## TASK BRIEF
Filter these entries so that only lines with the word "trunk" remain.

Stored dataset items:

━━━

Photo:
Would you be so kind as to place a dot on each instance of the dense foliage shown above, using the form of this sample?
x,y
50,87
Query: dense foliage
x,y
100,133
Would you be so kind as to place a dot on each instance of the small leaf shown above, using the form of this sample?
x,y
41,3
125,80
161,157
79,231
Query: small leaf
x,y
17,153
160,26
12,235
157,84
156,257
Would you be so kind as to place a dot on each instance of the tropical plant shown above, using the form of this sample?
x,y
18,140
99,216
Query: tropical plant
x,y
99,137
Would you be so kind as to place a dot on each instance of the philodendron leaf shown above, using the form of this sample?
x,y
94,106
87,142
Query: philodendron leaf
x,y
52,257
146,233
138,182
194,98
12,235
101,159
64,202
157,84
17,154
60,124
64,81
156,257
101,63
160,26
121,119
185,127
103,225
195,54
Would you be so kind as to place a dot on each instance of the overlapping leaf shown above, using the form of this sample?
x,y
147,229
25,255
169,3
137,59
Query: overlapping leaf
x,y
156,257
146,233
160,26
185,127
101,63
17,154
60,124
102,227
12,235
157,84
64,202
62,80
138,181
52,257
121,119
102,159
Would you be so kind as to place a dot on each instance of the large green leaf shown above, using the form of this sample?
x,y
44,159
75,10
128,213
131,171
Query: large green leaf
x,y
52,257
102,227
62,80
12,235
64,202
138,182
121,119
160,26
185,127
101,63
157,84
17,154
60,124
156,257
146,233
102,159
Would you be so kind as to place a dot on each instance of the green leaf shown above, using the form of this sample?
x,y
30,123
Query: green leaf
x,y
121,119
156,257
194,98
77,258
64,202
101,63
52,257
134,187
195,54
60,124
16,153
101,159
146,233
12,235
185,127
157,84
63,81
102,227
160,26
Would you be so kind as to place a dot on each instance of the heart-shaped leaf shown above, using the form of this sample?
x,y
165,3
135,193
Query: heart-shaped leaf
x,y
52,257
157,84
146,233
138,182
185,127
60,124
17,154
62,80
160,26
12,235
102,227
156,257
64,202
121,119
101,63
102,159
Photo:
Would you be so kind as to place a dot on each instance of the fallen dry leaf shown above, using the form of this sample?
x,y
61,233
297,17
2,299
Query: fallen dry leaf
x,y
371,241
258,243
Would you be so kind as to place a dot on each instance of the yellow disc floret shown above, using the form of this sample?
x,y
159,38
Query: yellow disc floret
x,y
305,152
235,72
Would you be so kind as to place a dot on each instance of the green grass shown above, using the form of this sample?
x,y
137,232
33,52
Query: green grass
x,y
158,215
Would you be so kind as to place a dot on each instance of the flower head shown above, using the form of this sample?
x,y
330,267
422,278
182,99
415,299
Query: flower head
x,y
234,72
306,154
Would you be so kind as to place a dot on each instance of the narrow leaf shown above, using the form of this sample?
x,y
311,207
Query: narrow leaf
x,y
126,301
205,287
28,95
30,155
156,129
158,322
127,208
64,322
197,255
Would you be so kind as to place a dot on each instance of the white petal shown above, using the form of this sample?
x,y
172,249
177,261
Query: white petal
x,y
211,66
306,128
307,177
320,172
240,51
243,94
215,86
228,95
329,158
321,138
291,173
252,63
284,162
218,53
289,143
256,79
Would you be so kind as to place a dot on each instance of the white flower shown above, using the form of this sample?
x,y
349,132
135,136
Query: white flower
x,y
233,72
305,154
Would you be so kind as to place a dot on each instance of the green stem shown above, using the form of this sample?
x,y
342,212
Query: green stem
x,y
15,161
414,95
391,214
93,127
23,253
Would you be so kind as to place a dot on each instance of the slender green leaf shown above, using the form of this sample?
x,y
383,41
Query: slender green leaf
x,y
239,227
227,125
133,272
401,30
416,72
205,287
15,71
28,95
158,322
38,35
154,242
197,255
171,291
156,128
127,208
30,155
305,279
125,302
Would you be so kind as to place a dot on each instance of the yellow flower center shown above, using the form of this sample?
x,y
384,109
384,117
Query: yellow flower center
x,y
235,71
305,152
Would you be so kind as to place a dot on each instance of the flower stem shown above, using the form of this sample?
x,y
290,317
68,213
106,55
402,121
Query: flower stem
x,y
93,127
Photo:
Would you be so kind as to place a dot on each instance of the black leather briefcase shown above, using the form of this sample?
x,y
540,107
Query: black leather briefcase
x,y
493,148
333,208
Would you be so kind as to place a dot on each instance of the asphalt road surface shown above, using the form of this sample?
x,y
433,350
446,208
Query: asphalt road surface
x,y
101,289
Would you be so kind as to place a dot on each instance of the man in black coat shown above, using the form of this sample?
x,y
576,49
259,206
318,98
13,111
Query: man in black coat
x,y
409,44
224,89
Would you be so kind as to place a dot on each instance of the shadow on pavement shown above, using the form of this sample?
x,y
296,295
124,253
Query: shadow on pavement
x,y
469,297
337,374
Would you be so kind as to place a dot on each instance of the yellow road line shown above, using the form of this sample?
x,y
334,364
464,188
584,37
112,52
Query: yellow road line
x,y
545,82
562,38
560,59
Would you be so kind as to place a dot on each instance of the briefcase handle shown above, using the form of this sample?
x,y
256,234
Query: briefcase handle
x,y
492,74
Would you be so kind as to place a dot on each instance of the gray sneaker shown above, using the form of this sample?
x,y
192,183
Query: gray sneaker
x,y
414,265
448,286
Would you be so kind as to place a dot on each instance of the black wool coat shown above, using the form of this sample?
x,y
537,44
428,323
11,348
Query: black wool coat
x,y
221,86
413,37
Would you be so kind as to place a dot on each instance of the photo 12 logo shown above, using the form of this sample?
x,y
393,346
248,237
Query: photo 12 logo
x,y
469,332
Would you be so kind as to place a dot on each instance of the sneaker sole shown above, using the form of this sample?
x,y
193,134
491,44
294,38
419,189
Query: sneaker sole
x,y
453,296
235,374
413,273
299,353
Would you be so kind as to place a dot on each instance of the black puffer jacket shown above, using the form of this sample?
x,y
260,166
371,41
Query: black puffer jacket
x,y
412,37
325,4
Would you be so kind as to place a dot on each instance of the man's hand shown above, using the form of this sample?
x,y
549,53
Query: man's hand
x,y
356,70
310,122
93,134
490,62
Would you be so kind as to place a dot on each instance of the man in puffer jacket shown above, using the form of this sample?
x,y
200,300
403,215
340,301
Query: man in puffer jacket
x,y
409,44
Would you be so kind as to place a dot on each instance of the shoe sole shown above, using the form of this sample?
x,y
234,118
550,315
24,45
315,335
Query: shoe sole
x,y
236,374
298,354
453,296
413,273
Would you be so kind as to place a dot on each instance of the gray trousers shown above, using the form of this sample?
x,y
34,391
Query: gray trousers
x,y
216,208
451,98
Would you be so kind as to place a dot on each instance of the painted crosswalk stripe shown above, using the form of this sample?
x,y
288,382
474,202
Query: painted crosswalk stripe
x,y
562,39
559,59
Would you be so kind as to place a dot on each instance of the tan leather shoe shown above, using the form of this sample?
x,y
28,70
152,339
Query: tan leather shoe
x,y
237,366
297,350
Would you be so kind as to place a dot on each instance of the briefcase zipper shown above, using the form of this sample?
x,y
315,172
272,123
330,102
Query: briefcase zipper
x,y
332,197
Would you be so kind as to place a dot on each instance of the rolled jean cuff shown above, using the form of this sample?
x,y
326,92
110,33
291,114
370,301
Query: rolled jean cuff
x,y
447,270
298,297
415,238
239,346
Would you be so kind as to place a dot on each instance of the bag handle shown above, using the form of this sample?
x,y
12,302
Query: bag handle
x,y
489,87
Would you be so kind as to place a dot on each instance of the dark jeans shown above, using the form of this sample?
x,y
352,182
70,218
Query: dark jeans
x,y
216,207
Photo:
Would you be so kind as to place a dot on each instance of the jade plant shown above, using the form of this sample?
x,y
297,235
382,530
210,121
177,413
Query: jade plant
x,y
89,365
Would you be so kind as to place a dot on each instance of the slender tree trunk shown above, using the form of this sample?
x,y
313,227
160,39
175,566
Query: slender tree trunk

━━━

## EXERCISE ANSWER
Would you be so kind as to place a dot on each instance of the slender tree trunk shown above, using the form of this sample?
Query: slender tree trunk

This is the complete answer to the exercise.